Homosexuality in Shakespeare's Tragedies
Elements of sexuality and lust are very openly present in the works of Shakespeare's tragedies. No matter if one is reading Othello, Hamlet or Romeo and Juliet, one can't deny the frequent allusions to concepts such as love and lust, hatred and desire, want and self-absorption, even violence as they relate to relationships and sexuality. This common theme pervaded much of the work that was written during the time of Shakespeare, and is evident even of great works today. Has the work of Shakespeare, especially as written and revealed in the tragedies however, been adequately explored? Has society achieved ultimate understanding of all the deep seated desires of Shakespeare's work, or are there hidden themes related to sexuality that have yet to be uncovered?
Shakespeare's tragedies undoubtedly reveal the emotions involved when portraying characters filled with love and lust, desire and feeling toward one another in typical love hate relationships. There is another side of Shakespeare's tragedies however, one involved intimately with sexuality, that has cause to be considered further. The theme of homosexuality as portrayed in the tragedies warrants a great deal of exploration, as it has warranted fervent discussion amongst interpreters, literary scholars and psychoanalysts not to mention the avid reader.
There are many that would say that Shakespeare's work exhibits many elements of male friendship as commonly portrayed in the Renaissance era. However, upon closer examination it is highly reasonable to assume that many of Shakespeare's male tragic figures in fact displayed outright homoerotic and homosexual tendencies. Some even argue that William Shakespeare himself may have lived a secretly gay lifestyle. Many have discussed and pondered over the prevalence of homosexual innuendo's in the Sonnet's that Shakespeare wrote. Sonnet Twenty is a prime example of a work completed by William Shakespeare that openly expresses his desire for another male figure. What of Shakespeare's tragedies?
Homosexual tendencies can also be attributed to many of Shakespeare's tragedies including Othello and Hamlet. The relationships between the male parties in his works is often ambivalent, indicating a leaning toward female sexual desire at one moment and males sexual desire the next. Perhaps a more correct synopsis would be to suppose that Shakespeare's work often takes on bisexual tendencies.

TASK DATA ->
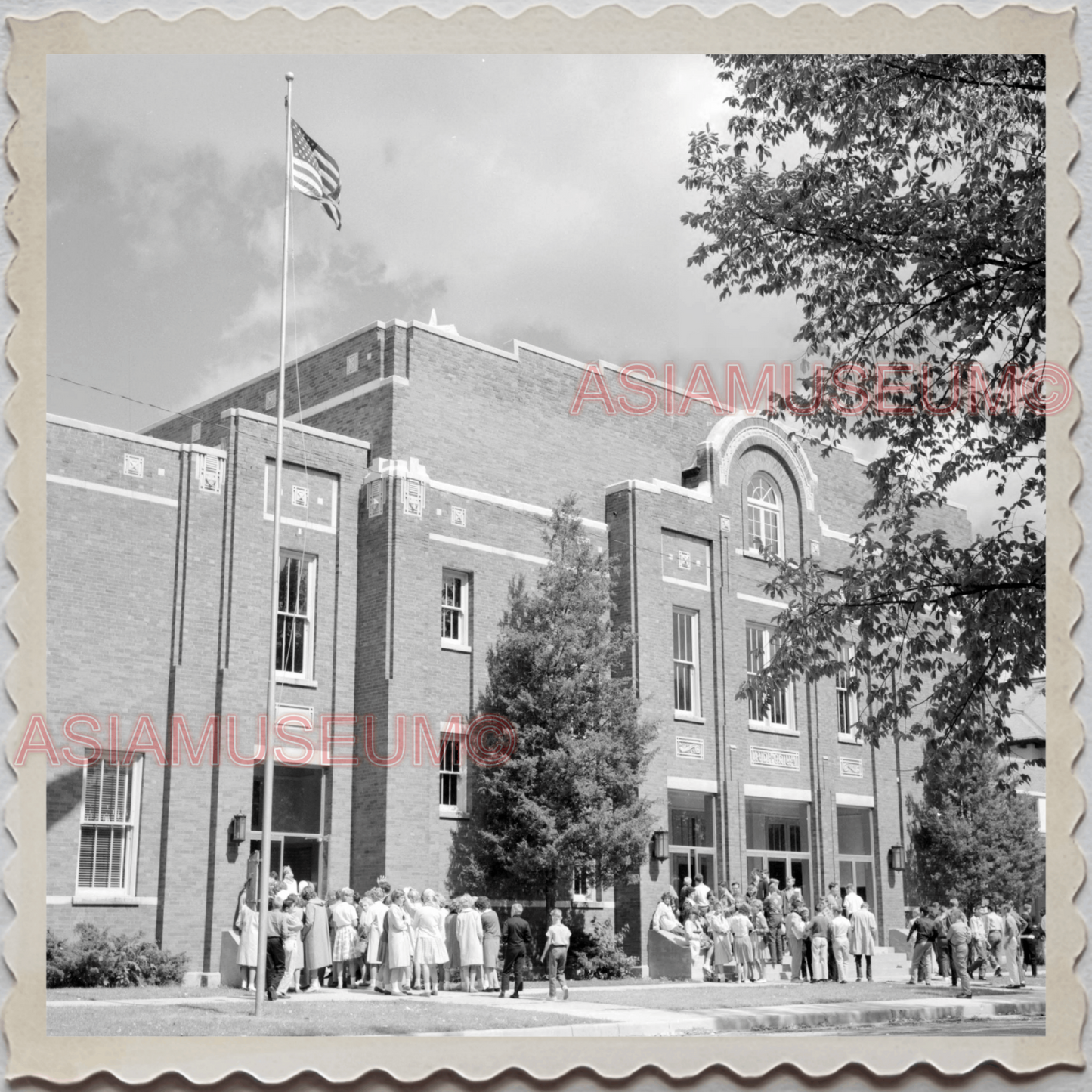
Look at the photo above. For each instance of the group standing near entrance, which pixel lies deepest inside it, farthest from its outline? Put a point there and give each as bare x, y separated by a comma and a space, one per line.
393, 942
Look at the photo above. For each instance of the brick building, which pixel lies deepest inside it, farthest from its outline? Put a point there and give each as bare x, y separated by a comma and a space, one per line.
419, 462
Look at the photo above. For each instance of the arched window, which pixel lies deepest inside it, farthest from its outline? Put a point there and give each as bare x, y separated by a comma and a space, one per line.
763, 515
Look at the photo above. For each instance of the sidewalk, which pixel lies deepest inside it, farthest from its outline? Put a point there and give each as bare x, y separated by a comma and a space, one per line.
621, 1020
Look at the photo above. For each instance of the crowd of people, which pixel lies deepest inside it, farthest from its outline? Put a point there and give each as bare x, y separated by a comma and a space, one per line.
988, 944
733, 933
391, 940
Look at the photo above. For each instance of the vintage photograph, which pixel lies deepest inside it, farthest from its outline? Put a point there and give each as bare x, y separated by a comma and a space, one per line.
518, 568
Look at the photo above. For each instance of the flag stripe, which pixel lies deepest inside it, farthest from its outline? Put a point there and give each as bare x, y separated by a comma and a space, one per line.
314, 173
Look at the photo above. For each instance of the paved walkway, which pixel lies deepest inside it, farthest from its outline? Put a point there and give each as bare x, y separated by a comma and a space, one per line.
614, 1019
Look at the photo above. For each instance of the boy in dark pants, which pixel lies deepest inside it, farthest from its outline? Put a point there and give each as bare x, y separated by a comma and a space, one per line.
515, 937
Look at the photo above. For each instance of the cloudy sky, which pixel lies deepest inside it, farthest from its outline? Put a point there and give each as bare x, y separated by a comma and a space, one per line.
521, 196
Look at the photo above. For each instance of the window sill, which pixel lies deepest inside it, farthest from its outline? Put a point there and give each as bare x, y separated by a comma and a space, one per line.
296, 680
106, 899
753, 554
775, 729
689, 718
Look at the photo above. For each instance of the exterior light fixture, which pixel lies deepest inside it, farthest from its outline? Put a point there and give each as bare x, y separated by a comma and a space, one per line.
237, 829
660, 846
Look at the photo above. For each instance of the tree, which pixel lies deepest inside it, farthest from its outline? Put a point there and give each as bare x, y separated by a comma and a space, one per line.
912, 228
569, 797
971, 841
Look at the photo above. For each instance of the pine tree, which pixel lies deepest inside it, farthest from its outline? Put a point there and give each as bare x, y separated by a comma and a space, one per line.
569, 799
972, 836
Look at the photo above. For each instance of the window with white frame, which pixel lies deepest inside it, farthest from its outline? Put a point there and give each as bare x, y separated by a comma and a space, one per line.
210, 473
685, 639
108, 829
452, 775
454, 596
848, 729
763, 524
295, 623
775, 716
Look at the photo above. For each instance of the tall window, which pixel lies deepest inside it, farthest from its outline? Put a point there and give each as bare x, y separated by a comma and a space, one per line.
763, 515
108, 827
775, 716
451, 775
846, 699
687, 698
295, 623
454, 633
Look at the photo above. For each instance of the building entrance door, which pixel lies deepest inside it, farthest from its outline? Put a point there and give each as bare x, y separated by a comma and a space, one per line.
697, 865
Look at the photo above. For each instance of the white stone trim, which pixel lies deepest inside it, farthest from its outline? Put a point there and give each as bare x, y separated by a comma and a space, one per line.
297, 427
120, 434
775, 604
702, 493
356, 392
519, 506
807, 480
488, 549
778, 793
112, 490
692, 784
855, 800
840, 535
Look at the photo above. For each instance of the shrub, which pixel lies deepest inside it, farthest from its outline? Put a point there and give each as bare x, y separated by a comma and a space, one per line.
598, 952
97, 957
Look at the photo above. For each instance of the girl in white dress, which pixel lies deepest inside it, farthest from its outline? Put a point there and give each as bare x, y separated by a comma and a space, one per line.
246, 923
375, 918
398, 942
431, 949
469, 930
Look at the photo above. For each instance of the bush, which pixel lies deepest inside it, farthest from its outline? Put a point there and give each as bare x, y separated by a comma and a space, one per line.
598, 952
98, 959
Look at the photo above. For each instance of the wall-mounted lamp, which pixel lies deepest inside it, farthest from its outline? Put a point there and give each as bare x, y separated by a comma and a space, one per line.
237, 829
660, 846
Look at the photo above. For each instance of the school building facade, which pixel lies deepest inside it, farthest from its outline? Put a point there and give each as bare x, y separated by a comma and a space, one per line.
419, 468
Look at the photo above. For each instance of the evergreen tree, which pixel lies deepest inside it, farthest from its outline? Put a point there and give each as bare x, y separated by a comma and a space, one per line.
569, 797
971, 834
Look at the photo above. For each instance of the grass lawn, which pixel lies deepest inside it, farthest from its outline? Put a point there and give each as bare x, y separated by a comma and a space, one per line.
206, 1013
729, 996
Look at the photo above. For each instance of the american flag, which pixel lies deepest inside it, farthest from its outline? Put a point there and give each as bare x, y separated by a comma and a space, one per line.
314, 173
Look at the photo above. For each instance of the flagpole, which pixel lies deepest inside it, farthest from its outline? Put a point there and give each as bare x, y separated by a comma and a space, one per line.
263, 878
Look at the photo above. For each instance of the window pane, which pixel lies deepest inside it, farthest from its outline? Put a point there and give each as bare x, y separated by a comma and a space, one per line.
297, 800
854, 831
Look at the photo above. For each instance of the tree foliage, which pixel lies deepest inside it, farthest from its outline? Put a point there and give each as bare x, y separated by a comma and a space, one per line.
910, 224
970, 839
569, 797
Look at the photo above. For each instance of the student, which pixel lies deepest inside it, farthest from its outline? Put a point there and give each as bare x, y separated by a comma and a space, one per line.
246, 923
741, 927
490, 944
820, 926
920, 937
343, 923
469, 930
555, 954
840, 945
959, 938
431, 949
863, 938
515, 935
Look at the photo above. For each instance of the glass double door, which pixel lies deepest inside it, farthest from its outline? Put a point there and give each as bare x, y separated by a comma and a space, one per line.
694, 865
299, 853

WORK INSTRUCTIONS ->
a: Locate each line of the rows that contains the word "student", and copy those lines out in full.
b: Extend the essay on homosexuality in Shakespeare's tragedies with a further passage that starts right after its last sentence.
The rows are unrelated to the essay on homosexuality in Shakespeare's tragedies.

TASK RESULTS ->
a:
Look at the photo above. For each instance of the student, which pixel lies deepest inside it, farthest from its outline? Put a point there and give each as bare x, y separated by a comma and a space, one per line.

b:
Close examination of the wording in Shakespeare's work reveals many hidden implications that openly express sexuality, lust and desire. The real question is, are these tendencies always heterosexual in nature or can they in fact be considered homosexual?
Many have written on the idea of the prevalence of homosexual emotions in Shakespeare's works, and commented openly about their considerations. "If there is veritas in vino, there is surely veritas in coitu," says Wendy Doniger in her 1996 article entitled Sex, Lies, and Tall Tales" (Doniger 1). Michael Foucault put it slightly differently, "At the bottom of sex, there is truth," he said. "It is in the area of sex that we must search for the most secret and profound truths about the individual, that it is there that we can best discover what he is and what determines him" (Doninger, 1). Thus it is that we might solve a pervasive mystery present in Shakespeare's texts. It is through an exploration of sexual lies and fiction that we might discover the truth about Iago, the villain of Othello, the Moor of Venice, who participates in the one explicit act of homosexuality that occurs in any of Shakespeare's tragedies (Partridge 13). That is not to say that Shakespeare's tragic texts, which are rife with sexual innuendo, do not contain other references to homosexuality. However, Partridge notes that, "Shakespeare alludes to homosexuality very seldom and most cursorily" (Patridge 13). In fact, Iago is the only one of Shakespeare's characters who willingly admits to having engaged in sexual activity with another man. Therefore, the tale of Othello, the Moor of Venice is the most logical starting place for an examination of homosexuality in Shakespeare's works. And, if indeed Iago is meant to be read as a homosexual character, much of his jealousy and hatred for both Desdemona and Othello may be explained in that way. As Foucault says, "we now know that it is sex itself which hides the most secret parts of the individual; the structure of his fantasies, the roots of his ego, the forms of his relationship to reality," (Doniger 1). What Coleridge, trying to shed some light on why Iago behaves...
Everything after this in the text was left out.